▸ The task: Apart from the pictures, every line below needs to be reproduced verbatim.

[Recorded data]
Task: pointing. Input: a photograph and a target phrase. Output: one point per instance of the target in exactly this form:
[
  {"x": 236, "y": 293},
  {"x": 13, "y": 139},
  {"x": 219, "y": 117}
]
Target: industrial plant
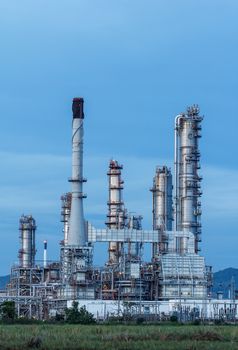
[{"x": 174, "y": 279}]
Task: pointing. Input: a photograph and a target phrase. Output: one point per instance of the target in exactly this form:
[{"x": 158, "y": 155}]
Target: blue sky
[{"x": 137, "y": 63}]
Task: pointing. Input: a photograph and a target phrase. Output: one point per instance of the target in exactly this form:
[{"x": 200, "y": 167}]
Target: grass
[{"x": 122, "y": 337}]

▸ Solution:
Task: pointing. Input: a photograph and a target phrase. Output: one point per instance of the target in exactly this form:
[
  {"x": 236, "y": 293},
  {"x": 13, "y": 139},
  {"x": 219, "y": 117}
]
Target: industrial plant
[{"x": 174, "y": 279}]
Task: pointing. Input: a photograph and a target phrase. Output: one point per instance of the target in exactly this form:
[{"x": 158, "y": 155}]
Target: blue sky
[{"x": 137, "y": 63}]
Task: pointing. Input: a photograph and a target phrase. Output: one point per instance of the target in exactly this form:
[{"x": 200, "y": 167}]
Target: grass
[{"x": 122, "y": 337}]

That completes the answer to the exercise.